• The exercise:
Everything from the line containing "Please spot the night" down to the last line of the entries below must be transcribed exactly, and nothing else.

Named-object pointing records:
________________
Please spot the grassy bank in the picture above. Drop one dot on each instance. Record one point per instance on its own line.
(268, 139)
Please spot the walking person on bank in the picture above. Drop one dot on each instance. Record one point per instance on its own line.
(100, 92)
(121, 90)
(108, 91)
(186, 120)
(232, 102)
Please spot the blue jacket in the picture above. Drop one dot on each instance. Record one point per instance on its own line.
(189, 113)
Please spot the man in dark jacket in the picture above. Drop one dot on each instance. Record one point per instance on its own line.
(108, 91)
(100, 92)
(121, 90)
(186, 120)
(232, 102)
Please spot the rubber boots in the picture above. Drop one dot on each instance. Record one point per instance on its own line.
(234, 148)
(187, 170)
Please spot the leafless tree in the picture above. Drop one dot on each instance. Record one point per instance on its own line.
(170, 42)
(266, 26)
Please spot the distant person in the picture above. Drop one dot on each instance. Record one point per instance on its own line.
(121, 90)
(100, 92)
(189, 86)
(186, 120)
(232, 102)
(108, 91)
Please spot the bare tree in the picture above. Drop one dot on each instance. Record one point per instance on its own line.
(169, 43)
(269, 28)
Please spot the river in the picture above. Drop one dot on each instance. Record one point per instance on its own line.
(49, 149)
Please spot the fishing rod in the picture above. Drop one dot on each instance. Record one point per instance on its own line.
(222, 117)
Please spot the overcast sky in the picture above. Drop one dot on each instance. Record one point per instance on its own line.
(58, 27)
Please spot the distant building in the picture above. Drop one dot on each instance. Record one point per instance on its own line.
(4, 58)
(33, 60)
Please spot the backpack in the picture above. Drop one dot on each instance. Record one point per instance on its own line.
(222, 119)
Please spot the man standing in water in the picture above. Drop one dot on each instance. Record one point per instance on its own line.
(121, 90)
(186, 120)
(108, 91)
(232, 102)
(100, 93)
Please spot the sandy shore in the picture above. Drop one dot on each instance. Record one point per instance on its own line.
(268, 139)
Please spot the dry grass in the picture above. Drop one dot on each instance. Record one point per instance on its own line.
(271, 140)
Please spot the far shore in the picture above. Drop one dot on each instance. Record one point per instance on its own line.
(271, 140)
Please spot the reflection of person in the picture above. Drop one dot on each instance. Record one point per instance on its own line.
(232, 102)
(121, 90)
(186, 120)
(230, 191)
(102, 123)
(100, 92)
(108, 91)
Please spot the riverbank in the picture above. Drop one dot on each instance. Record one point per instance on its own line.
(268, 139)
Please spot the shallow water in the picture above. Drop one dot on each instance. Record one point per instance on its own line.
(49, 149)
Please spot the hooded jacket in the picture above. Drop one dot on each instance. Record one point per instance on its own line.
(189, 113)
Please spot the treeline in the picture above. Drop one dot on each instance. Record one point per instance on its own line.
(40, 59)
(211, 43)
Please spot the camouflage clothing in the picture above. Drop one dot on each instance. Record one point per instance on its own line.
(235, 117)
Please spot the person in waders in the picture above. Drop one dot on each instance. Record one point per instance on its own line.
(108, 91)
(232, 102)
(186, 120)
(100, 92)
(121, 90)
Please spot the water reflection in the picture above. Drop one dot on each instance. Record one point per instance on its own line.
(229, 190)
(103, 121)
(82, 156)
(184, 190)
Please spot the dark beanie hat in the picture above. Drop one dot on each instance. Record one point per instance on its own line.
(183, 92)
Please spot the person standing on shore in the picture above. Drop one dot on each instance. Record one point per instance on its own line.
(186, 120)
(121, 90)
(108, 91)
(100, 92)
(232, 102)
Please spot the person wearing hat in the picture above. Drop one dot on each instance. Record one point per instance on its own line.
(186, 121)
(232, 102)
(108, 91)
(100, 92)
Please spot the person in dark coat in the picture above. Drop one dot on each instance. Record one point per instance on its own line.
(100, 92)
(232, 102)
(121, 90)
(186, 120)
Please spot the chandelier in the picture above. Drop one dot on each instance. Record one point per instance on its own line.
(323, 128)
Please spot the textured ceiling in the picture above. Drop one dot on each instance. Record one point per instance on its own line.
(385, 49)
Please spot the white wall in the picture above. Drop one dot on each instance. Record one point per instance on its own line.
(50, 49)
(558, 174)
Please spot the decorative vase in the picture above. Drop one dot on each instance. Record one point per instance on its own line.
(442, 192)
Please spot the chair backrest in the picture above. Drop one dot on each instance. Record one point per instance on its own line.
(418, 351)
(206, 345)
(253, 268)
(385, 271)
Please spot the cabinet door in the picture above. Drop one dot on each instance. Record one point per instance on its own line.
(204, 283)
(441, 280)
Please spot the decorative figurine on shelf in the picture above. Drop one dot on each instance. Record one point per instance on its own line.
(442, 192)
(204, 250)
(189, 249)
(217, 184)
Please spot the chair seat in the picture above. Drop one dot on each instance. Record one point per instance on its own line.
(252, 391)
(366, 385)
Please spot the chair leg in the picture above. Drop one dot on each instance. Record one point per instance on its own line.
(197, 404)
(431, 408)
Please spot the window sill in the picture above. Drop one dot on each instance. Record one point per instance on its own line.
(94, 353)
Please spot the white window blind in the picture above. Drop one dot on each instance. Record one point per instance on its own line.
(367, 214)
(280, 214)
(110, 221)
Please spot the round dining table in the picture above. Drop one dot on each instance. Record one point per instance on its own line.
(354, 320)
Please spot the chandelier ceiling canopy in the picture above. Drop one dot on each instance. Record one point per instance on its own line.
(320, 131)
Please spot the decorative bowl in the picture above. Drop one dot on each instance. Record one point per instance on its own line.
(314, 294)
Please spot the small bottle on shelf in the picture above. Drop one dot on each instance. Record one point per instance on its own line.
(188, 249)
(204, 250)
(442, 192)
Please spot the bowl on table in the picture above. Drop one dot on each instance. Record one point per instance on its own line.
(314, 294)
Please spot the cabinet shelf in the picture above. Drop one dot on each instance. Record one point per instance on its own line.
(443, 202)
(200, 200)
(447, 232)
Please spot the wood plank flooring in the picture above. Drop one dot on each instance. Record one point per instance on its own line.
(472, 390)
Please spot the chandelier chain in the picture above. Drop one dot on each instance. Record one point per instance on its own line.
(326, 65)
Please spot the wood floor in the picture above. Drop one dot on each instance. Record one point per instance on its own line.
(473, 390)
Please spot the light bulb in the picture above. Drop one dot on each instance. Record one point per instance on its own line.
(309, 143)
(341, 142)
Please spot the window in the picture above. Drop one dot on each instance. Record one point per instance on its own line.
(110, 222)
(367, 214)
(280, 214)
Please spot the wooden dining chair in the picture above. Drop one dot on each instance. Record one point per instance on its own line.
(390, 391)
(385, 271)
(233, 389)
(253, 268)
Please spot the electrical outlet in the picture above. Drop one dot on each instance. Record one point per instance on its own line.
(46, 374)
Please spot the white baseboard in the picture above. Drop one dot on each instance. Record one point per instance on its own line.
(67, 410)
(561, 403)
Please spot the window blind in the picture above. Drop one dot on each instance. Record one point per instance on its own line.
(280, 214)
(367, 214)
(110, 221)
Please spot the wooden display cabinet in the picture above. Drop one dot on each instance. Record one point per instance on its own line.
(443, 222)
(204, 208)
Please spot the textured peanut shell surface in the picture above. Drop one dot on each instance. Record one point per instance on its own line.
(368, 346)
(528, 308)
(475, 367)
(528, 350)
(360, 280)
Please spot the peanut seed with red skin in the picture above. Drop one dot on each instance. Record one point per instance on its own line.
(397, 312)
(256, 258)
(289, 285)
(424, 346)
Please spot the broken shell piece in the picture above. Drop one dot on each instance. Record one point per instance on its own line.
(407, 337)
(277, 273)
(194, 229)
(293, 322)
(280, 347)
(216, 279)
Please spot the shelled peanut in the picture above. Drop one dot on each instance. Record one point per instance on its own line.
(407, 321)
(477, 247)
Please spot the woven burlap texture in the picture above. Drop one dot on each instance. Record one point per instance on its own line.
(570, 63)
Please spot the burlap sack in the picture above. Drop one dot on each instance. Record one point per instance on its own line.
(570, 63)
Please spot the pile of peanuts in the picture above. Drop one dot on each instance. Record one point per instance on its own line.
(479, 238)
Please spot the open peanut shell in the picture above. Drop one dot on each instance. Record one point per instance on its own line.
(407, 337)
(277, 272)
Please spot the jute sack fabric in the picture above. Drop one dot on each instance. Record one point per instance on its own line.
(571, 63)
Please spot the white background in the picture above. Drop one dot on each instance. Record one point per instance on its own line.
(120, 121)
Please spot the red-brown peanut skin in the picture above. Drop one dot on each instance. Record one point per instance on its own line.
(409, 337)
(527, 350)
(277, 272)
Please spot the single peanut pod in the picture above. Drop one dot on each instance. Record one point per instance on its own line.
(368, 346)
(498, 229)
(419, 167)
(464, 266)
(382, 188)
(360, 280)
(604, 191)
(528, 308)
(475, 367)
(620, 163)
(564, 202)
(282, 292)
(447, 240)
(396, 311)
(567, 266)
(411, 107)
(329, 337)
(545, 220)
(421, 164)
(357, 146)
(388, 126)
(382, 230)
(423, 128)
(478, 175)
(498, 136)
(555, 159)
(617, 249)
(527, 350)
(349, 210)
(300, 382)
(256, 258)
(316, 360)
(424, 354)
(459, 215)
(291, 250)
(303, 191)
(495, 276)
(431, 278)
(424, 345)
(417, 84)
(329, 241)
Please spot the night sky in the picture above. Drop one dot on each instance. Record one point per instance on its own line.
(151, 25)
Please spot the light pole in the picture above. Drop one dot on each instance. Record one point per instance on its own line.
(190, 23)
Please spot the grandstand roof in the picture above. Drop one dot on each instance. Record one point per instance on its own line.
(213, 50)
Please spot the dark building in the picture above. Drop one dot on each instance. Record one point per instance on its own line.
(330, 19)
________________
• Solution for this exercise:
Please spot the night sky in the picture above. Drop one dot on each instance. Record one point per instance on its own line.
(151, 25)
Please spot the light pole in the picture above. Drop one dot on each instance. Record one point per instance on its own line.
(190, 23)
Please spot the grandstand roof in the picture above. Drop one dot on each instance. Record one point per instance on its own line.
(213, 50)
Please spot the dark building in the picture above. Drop one dot on each instance. Record one point per instance on its own line.
(330, 19)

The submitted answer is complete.